What you are asked to do:
Without the images, write out all of the following entries exactly.

Task inputs:
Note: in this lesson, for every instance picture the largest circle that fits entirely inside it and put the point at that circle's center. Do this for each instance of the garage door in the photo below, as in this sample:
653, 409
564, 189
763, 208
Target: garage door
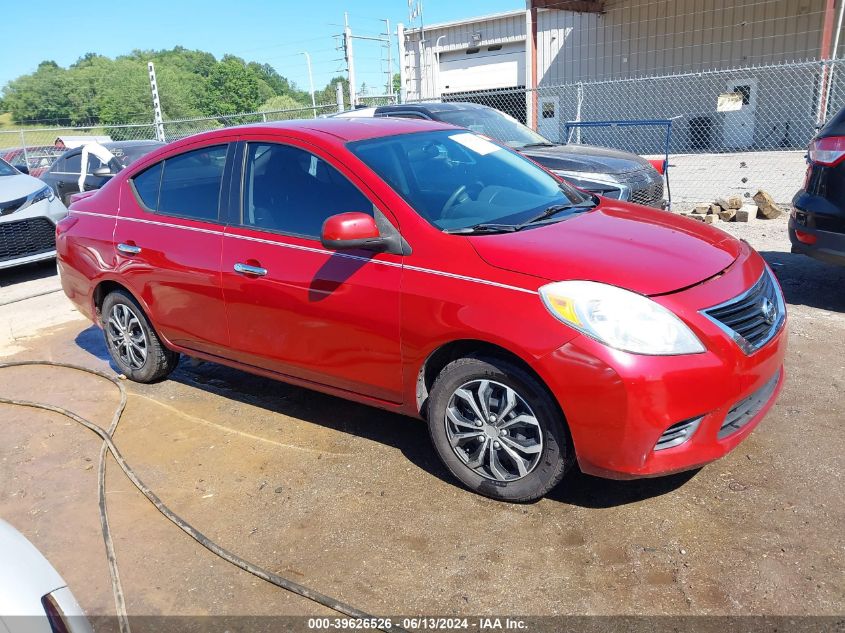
484, 68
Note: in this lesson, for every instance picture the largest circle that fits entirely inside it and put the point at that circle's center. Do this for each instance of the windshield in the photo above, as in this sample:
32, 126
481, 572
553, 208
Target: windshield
6, 169
128, 155
457, 179
494, 124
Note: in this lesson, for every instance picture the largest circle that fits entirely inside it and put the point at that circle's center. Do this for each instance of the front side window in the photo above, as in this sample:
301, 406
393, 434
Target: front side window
186, 185
290, 190
456, 179
6, 169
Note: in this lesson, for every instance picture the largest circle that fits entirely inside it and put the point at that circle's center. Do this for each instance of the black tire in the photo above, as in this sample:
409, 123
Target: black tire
158, 361
556, 455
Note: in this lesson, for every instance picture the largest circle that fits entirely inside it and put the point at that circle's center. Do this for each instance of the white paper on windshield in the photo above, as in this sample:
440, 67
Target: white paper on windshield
475, 143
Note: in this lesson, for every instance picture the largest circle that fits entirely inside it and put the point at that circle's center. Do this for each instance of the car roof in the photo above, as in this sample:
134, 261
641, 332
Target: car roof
117, 145
344, 129
432, 107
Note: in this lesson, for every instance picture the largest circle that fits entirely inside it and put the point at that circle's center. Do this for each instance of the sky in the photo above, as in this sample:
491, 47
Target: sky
271, 31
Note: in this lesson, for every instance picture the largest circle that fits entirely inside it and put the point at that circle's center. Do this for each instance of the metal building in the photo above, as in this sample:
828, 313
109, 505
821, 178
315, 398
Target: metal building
513, 59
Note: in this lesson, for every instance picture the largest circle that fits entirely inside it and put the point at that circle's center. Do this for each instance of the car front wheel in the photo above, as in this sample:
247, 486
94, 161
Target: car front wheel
498, 430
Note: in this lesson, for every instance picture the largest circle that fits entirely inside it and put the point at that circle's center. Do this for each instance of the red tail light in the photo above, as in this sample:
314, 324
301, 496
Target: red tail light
828, 151
804, 237
659, 164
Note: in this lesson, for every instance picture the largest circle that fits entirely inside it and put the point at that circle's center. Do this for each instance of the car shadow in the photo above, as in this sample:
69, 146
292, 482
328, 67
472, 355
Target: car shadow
27, 272
807, 281
408, 435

Answer:
Note: in this lesson, for every instance picture the largest circle that fits entirely inside it and put the point at that circle's center. Do this for each instance of the garage door in the photo below, as in this sample:
653, 409
564, 189
763, 208
Target: garage door
484, 68
Note: in this lesson, for every instance picture the largest circle that fits entirely inside it and put the point at that circle's center. Do this for each instance of the windshield in the photo above, as in this sample:
32, 126
481, 572
553, 208
Target: windshield
6, 169
128, 155
457, 179
494, 124
Note: in this lesson, for every instance picture the largest circle that fits entirely inside it and put the point at that circle's center. Do this for each instance of the front side window in the photo above, as in this sample:
301, 406
393, 434
Target: front side window
186, 185
290, 190
456, 179
6, 169
Note: in this lesson, for every instance picture the largest circle that fits entirely inside it and put the point at that circle's center. Do this for each instance of the black tire in the photo above, as in this sample:
409, 123
Target: black tire
158, 361
556, 455
Note: in this lesson, for every instance picture the largest circle that fits entirely inside it and put the point at that circle's center. Do this for each instance of the white paper on windshield in the photo above, as in this sample:
440, 67
Target: white paper on windshield
475, 143
Note: in this lesson, for every instance picture the largest circle that fits entirely inside it and put the point at that circle's center. Do this for each instance of the car roof in the photo above, as in this sample:
134, 261
641, 332
Target: car roof
117, 145
344, 129
432, 107
Note: in this lesson, for every instance picture the largest circle that fits entirely inside it and put the point at that circle's center. Do this for each instance of the sky in the photo above, as in this sample:
491, 47
Target: sky
271, 31
Note: in this lesson, for every instance picture the largest circle that fits entirely inside it and put the point at that circle's center. Do this for each instance of the metal building in the photo above, as in this sample:
828, 313
109, 505
821, 178
315, 398
Target: metal building
513, 59
Note: in this lesson, for every instance picture the largest circle that fits entirely inside it and put the point at that circle's center. Do this for each instance of the car front wheel in the photo above, as in this sample:
247, 486
94, 161
Target: car front wheel
498, 430
Note: in this lesson, for every instance picture the largest circle that fits entirely inside it and put the point at that circle's center. Do this for each instance of the red tail light in the photo above, as in this sample:
314, 324
301, 496
Target: red tail light
828, 151
804, 237
659, 164
Note: in this lesson, for every instance picture the largest circle that fits entirely inside it and put the point at that circle's center. Do this for each instance of the car shadow in the photo above, as in this sample:
69, 146
292, 482
328, 67
472, 355
Target: car shadow
27, 272
807, 281
408, 435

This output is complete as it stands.